> [Selected text]:
==============================

2024.07.02
SK Hynix pledges W103tr for AI chips by 2028
By
Jie Ye-eun, The Korea Herald - SK Group said Sunday that it will secure 80
trillion won ($57.9 billion) by 2026 to accelerate its push for two growth
drivers: chips and artificial intelligence.
SK
hynix, its chipmaking unit, alone plans to invest 103 trillion won by 2028,
with 80 percent of the new funding focusing on AI chips, including
high-bandwidth memory, a burgeoning area where the chip giant has secured an
earlier edge.
Telecom
carrier SK Telecom and internet service provider SK Broadband will also invest
a combined 3.4 trillion won into the data center business over the next five
years.
A
series of new investment plans were unveiled on the day following a meeting of
top executives on Friday and Saturday at the group’s research center in Icheon,
Gyeonggi Province. “Here in the US, AI is everywhere,” Chairman Chey Tae-won,
who is currently in the US on a business trip, said via a video link during the
meeting.
“We
should consolidate our leadership in the AI value chain from service to
infrastructure by leveraging all the capabilities across affiliates.”
Among
tech leaders the SK chief met last week were OpenAI CEO Sam Altman and
Microsoft CEO Satya Nadella.
“When
it comes to green, chemical and bio areas, we need to do selection and
concentration based on a thorough review of market trends and our technological
prowess,” he added, hinting at a possible strategic shift after years of
aggressive expansion in the renewable energy and biotech fields.
During
the two days of meetings, some 20 top executives reviewed the performance of
key businesses and set the future direction, including action plans across
companies.

==============================

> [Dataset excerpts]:
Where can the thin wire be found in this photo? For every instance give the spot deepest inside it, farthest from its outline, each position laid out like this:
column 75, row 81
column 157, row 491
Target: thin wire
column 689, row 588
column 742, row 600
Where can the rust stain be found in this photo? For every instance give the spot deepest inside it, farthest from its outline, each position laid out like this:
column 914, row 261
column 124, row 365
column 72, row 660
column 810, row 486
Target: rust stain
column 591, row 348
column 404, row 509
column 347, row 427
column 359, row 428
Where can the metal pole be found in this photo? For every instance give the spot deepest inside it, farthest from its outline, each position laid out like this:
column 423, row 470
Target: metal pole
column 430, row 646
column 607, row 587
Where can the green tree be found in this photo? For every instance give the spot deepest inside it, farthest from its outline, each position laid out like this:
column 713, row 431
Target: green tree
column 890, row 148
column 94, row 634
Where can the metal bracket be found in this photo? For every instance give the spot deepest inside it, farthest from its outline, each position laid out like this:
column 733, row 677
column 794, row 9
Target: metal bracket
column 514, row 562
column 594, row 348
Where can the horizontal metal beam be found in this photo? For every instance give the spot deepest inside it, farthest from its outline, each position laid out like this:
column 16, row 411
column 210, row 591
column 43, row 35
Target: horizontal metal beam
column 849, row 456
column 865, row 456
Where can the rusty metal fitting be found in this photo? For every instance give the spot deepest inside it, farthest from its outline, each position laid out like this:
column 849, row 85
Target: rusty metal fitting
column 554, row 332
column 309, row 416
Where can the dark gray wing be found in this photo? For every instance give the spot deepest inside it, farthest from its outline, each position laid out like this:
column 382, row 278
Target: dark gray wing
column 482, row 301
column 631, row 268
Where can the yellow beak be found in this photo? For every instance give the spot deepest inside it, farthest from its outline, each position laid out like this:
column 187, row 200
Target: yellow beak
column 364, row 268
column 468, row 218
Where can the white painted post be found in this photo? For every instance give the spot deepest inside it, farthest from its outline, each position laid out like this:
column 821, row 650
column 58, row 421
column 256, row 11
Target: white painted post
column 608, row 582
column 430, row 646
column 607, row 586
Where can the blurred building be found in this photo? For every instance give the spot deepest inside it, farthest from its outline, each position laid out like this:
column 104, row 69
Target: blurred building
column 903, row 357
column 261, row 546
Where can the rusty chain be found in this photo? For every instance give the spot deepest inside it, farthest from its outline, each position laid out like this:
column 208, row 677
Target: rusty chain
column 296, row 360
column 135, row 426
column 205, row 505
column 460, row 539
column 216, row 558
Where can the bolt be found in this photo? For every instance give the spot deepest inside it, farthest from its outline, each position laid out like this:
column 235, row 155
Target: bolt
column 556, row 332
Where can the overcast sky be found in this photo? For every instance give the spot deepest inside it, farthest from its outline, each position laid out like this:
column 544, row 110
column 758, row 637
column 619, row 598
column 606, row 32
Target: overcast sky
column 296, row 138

==============================

> [Using the information]:
a) According to the article on SK Group's AI investment plans, how much will SK Telecom and SK Broadband together invest in the data center business, and over what period?
b) List every field that Chey Tae-won, in the article on SK Group's AI investment plans, says calls for selection and concentration.
c) Continue the article on SK Group's AI investment plans from its last sentence.
The data come from a separate source and are unrelated to the article on SK Group's AI investment plans.

> [Numbered answers]:
a) They will invest a combined 3.4 trillion won over the next five years.

b) Green, chemical and bio.

c)
The
group’s strategic focus will be enhancing its AI value chain from AI chips to
data centers to AI services to secure its global competitiveness amid heated AI
competition among its tech rivals.
A
semiconductor committee has also been set up within the SK Supex Council, the
group’s top decision-making body, with SK hynix President and CEO Kwak Noh-jung
taking the helm.
Also
on the agenda were ways to elevate profitability and improve operational
efficiency.
As
part of its efforts, the group plans to secure 30 trillion won in cash in the
coming three years and control the debt ratio below 100 percent.
The
group posted a loss of 10 trillion won in earnings before tax last year, but
this year it aims to turn a profit of about 22 trillion won. It also set a goal
of 40 trillion won in earnings before tax by 2026.
“We
have clear goals for qualitative growth, and with consistent effort there is
nothing we cannot achieve,” said Vice Chairman Chey Jae-won during the meeting.
“Each subsidiary should accelerate operational improvements and respond to
market expectations and trust.”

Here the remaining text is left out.